Where is my flaw in solving the Misere Nim game

Question

The game is that you have N piles of stones, on each player's turn he must remove at least 1 stone from a pile, and the player who removes the last stone loses.

I wrote out the winner in a dozen or so cases starting with the base case

/*
    stones             | winner  | N | ones 
    ========================================
    {1}                | Second  | 1 |  1   
    {i}, i>1           | First   | 1 |  0
    {1,1}              | First   | 2 |  2
    {1,i}, i>1         | First   | 2 |  1
    {i,j}, i,j>1       | Second  | 2 |  0
    {1,1,1}            | Second  | 3 |  3
    {1,1,i}, i>1       | First   | 3 |  2
    {1,i,j}, i,j>1     | First   | 3 |  1
    {i,j,k}, i,j,k>1   | First   | 3 |  0
    {1,1,1,1}          | First   | 4 |  4
    {1,1,1,i}          | First   | 4 |  3
    {1,1,i,j}, i,j>1   | Second  | 4 |  2
    {1,i,j,k}, i,j,k>1 | First   | 4 |  1
    {i,j,k,m}, ...     | Second  | 4 |  0
*/

and from that I think I deduced a formula

static string GetWinner(int[] piles)

Problem 1: Update the Misere Nim question by rewriting everything from "The game is" down to "last stone loses.", replacing "piles" with "heaps".
Problem 2: Go on with the Misere Nim question, starting after its last line.

Data block:
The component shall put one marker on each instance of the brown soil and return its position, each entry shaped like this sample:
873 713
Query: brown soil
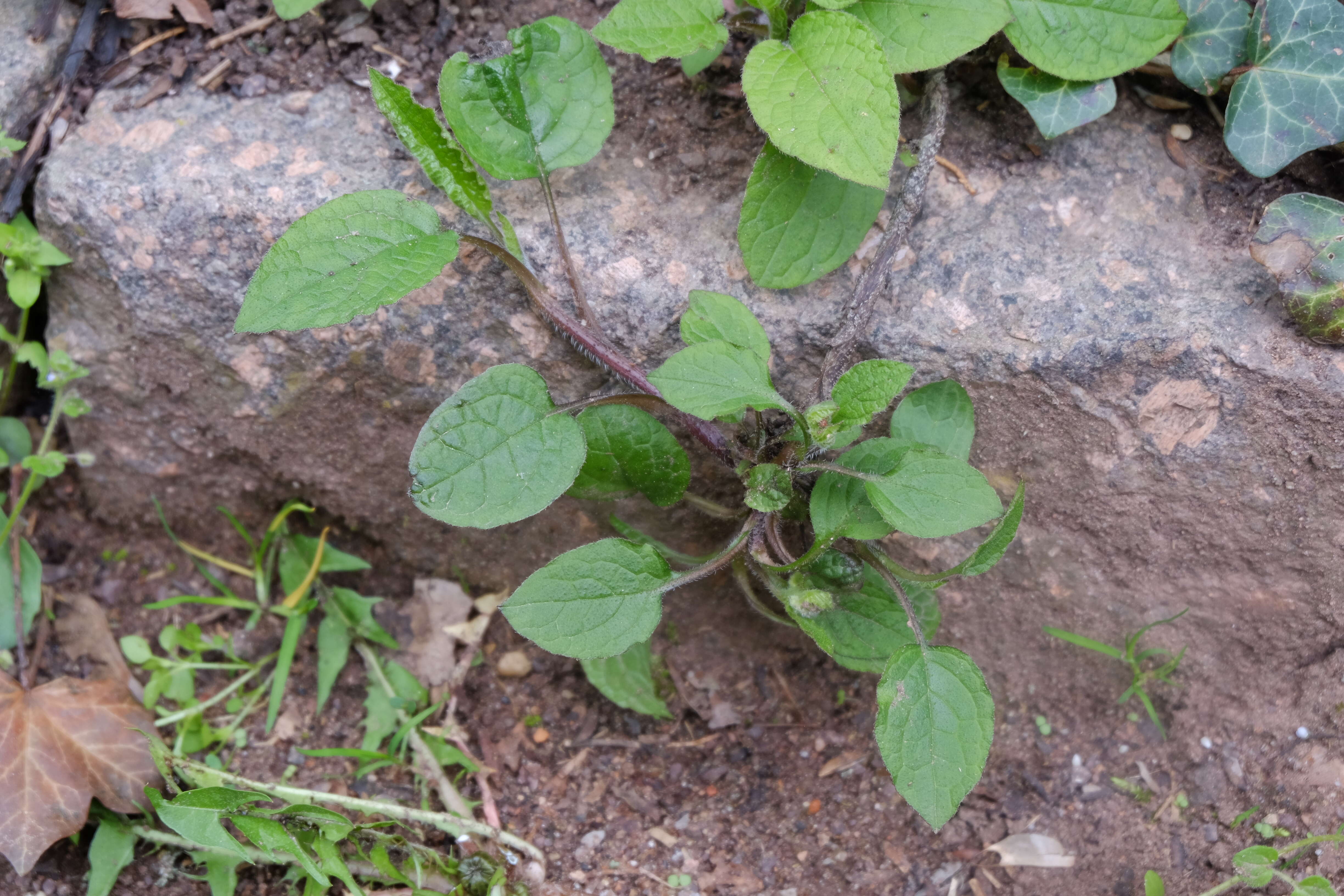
748 805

Task response 1:
The game is that you have N heaps of stones, on each player's turn he must remove at least 1 stone from a pile, and the player who removes the last stone loses.

Task response 2:
{
    int n = piles.Length, m = piles.Count(stones => stones == 1);
    if(m == n) // one stone per pile
        return n % 2 == 0 ? "First" : "Second";
    // if here, m < n
    return n % 2 == 0 ? (m % 2 == 0 ? "Second" : "First") : "First";
}

but this is failing the test case {2,1,3} which should result in "Second".

I try to use the following fact.

• Any number of stones in a pile that is greater than 2 would give the same results if it were 2. The reason is because if it's greater than 2 and the player doesn't shrink the pile to 1 on that turn then the player has basically give his opponent the turn.

However, there might be something I'm wrong about ..

Answer 1

I think your following statement is off:

Any number of stones in a pile that is greater than 2 would give the same results if it were 2

If the state is {1,2,2} The first player can win by removing the 1 stone. If the state is {1,2,3} the first player cannot win. So there is a difference between if the number of stones is 2 or 3.

because if it's greater than 2 and the player doesn't shrink the pile to 1 on that turn then the player has basically give his opponent the turn.

This is correct, except that it is sometimes 'desirable' to give the turn to the other player, i.e. passing the turn.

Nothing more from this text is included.